REQUIRED TASK
Render the data below as a Markdown table with the columns No. and Text, one row per nonblank line, numbering the rows in order and leaving out blank lines.

DATA FOR THE TASK

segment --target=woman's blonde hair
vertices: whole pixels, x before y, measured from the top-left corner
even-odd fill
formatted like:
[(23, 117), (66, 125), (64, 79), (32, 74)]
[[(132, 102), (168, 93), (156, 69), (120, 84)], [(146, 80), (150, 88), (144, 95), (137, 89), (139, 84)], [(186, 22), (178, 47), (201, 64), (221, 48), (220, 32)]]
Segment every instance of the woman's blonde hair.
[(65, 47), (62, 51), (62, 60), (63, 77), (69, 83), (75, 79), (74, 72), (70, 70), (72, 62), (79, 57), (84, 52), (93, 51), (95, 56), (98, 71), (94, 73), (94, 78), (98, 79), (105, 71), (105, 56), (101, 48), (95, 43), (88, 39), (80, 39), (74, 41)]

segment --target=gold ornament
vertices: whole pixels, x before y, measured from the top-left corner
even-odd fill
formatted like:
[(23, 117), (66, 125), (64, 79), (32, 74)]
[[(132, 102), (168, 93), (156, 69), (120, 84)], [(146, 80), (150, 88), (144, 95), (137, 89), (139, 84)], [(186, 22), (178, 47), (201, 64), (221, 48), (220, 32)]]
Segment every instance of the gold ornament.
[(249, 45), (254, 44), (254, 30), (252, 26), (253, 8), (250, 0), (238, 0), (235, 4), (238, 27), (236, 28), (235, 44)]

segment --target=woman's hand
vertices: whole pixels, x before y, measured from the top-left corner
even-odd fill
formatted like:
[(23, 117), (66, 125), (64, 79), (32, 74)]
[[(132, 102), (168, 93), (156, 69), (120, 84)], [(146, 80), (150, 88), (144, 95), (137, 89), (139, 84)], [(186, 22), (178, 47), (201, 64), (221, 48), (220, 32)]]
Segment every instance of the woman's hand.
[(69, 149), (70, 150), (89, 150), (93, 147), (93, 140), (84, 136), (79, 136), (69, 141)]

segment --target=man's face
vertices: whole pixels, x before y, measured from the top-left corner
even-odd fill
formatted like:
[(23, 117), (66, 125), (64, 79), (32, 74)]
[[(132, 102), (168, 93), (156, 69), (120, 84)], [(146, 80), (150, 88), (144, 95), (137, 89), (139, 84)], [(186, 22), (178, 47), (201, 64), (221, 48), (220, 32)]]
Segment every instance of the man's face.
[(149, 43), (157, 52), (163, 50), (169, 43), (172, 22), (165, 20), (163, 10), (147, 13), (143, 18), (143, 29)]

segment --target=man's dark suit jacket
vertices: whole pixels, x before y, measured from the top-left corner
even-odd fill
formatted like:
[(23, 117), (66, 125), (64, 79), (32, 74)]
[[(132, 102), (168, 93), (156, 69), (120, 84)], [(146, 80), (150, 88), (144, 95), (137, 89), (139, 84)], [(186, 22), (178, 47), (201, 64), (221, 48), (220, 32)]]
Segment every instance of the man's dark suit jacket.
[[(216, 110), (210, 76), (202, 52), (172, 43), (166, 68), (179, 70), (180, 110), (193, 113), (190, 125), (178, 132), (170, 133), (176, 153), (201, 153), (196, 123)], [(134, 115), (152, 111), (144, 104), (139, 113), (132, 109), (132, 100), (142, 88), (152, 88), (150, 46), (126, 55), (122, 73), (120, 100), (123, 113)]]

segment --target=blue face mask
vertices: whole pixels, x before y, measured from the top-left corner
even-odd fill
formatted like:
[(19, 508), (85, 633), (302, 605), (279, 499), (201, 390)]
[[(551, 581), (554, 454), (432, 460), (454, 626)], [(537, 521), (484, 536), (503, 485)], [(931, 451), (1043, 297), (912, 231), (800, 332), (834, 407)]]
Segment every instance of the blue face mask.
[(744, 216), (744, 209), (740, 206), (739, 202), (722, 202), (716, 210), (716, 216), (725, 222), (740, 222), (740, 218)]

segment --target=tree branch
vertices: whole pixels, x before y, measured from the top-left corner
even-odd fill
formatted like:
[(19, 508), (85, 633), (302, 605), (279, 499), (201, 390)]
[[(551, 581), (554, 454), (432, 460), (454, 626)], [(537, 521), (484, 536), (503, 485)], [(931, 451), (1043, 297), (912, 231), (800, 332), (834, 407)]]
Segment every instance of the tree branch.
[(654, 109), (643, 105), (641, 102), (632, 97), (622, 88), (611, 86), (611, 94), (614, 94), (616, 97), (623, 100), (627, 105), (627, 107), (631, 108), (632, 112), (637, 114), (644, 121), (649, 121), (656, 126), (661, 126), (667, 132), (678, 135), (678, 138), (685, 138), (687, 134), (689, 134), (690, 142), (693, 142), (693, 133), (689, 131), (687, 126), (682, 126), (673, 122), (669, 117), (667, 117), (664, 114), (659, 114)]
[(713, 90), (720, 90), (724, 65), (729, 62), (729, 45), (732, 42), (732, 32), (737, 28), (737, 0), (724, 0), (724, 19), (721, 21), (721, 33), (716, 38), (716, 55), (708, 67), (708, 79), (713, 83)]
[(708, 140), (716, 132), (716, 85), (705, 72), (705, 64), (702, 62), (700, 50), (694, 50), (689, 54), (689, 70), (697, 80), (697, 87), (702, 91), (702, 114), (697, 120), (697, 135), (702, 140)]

SOLVED EXERCISE
| No. | Text |
|---|---|
| 1 | segment --target=woman's blonde hair |
| 2 | vertices: whole pixels, x before y, measured from the top-left corner |
| 3 | even-odd fill |
| 4 | formatted like: |
| 5 | [(23, 117), (66, 125), (64, 79), (32, 74)] |
| 6 | [[(132, 102), (168, 93), (156, 69), (120, 84)], [(146, 80), (150, 88), (144, 95), (137, 89), (139, 84)], [(186, 22), (178, 47), (201, 64), (221, 48), (220, 32)]] |
| 7 | Segment every instance of the woman's blonde hair. |
| 8 | [(65, 47), (62, 51), (62, 60), (63, 77), (69, 83), (75, 79), (74, 72), (70, 70), (72, 62), (79, 57), (84, 52), (93, 51), (95, 56), (98, 71), (94, 73), (94, 78), (98, 79), (105, 71), (105, 56), (101, 48), (95, 43), (88, 39), (80, 39), (74, 41)] |
| 9 | segment --target=gold ornament |
| 10 | vertices: whole pixels, x before y, measured from the top-left corner |
| 11 | even-odd fill |
| 12 | formatted like: |
| 13 | [(23, 117), (66, 125), (64, 79), (32, 74)] |
| 14 | [[(132, 102), (168, 93), (156, 69), (120, 84)], [(146, 80), (150, 88), (144, 95), (137, 89), (139, 84)], [(186, 22), (178, 47), (201, 64), (221, 48), (220, 32)]] |
| 15 | Segment every instance of the gold ornament. |
| 16 | [(249, 45), (254, 44), (254, 30), (252, 26), (253, 8), (250, 0), (238, 0), (235, 4), (238, 27), (236, 28), (235, 44)] |
| 17 | segment --target=woman's hand |
| 18 | vertices: whole pixels, x before y, measured from the top-left corner |
| 19 | even-odd fill |
| 20 | formatted like: |
| 21 | [(23, 117), (66, 125), (64, 79), (32, 74)] |
| 22 | [[(132, 102), (168, 93), (156, 69), (120, 84)], [(146, 80), (150, 88), (144, 95), (137, 89), (139, 84)], [(186, 22), (178, 47), (201, 64), (221, 48), (220, 32)]] |
| 23 | Segment every instance of the woman's hand. |
| 24 | [(69, 149), (70, 150), (89, 150), (93, 147), (93, 140), (84, 136), (79, 136), (69, 141)] |
| 25 | segment --target=man's face |
| 26 | vertices: whole pixels, x before y, measured from the top-left corner |
| 27 | even-odd fill |
| 28 | formatted like: |
| 29 | [(23, 117), (66, 125), (64, 79), (32, 74)] |
| 30 | [[(132, 102), (168, 93), (156, 69), (120, 84)], [(146, 80), (150, 88), (144, 95), (137, 89), (139, 84)], [(186, 22), (178, 47), (201, 64), (221, 48), (220, 32)]] |
| 31 | Segment every instance of the man's face. |
| 32 | [(149, 43), (157, 52), (163, 50), (169, 43), (172, 22), (165, 20), (163, 10), (147, 13), (143, 18), (143, 29)] |
| 33 | segment --target=man's dark suit jacket |
| 34 | vertices: whole pixels, x before y, measured from the top-left corner |
| 35 | even-odd fill |
| 36 | formatted like: |
| 37 | [(23, 117), (66, 125), (64, 79), (32, 74)] |
| 38 | [[(132, 102), (168, 93), (156, 69), (120, 84)], [(146, 80), (150, 88), (144, 95), (137, 89), (139, 84)], [(186, 22), (178, 47), (201, 64), (221, 48), (220, 32)]] |
| 39 | Segment every instance of the man's dark suit jacket. |
| 40 | [[(216, 110), (210, 76), (202, 52), (172, 43), (166, 68), (179, 70), (180, 110), (193, 113), (190, 125), (178, 132), (170, 133), (176, 153), (201, 153), (196, 123)], [(134, 115), (152, 111), (144, 104), (139, 113), (132, 109), (132, 100), (142, 88), (152, 88), (150, 46), (126, 55), (122, 73), (120, 100), (123, 113)]] |
| 41 | segment --target=blue face mask |
| 42 | vertices: whole pixels, x before y, measured from the top-left corner |
| 43 | even-odd fill |
| 44 | formatted like: |
| 45 | [(19, 508), (85, 633), (302, 605), (279, 499), (201, 390)] |
| 46 | [[(551, 581), (554, 454), (432, 460), (454, 626)], [(537, 521), (484, 536), (503, 485)], [(931, 451), (1043, 297), (912, 231), (800, 332), (834, 407)]] |
| 47 | Segment every instance of the blue face mask. |
| 48 | [(744, 216), (744, 209), (740, 206), (739, 202), (722, 202), (716, 210), (716, 216), (725, 222), (740, 222), (740, 218)] |
| 49 | segment --target=tree branch |
| 50 | vertices: whole pixels, x before y, measured from the top-left corner |
| 51 | even-odd fill |
| 52 | formatted like: |
| 53 | [(19, 508), (85, 633), (302, 605), (279, 499), (201, 390)] |
| 54 | [[(551, 581), (554, 454), (432, 460), (454, 626)], [(537, 521), (484, 536), (503, 485)], [(931, 451), (1043, 297), (912, 231), (800, 332), (834, 407)]] |
| 55 | Segment every instance of the tree branch. |
| 56 | [(654, 109), (643, 105), (641, 102), (632, 97), (622, 88), (611, 86), (611, 94), (614, 94), (616, 97), (623, 100), (627, 105), (627, 107), (631, 108), (632, 112), (637, 114), (644, 121), (649, 121), (656, 126), (661, 126), (667, 132), (678, 135), (678, 138), (685, 138), (687, 134), (689, 134), (690, 142), (693, 142), (693, 133), (689, 131), (687, 126), (682, 126), (673, 122), (669, 117), (667, 117), (664, 114), (659, 114)] |
| 57 | [(713, 90), (720, 90), (724, 65), (729, 62), (729, 45), (732, 42), (732, 32), (737, 28), (737, 0), (724, 0), (724, 19), (721, 21), (721, 33), (716, 38), (716, 55), (708, 67), (708, 79), (713, 83)] |
| 58 | [(708, 140), (716, 132), (716, 85), (705, 72), (705, 64), (702, 62), (700, 50), (694, 50), (689, 54), (689, 70), (697, 80), (697, 87), (702, 91), (702, 114), (697, 120), (697, 135), (702, 140)] |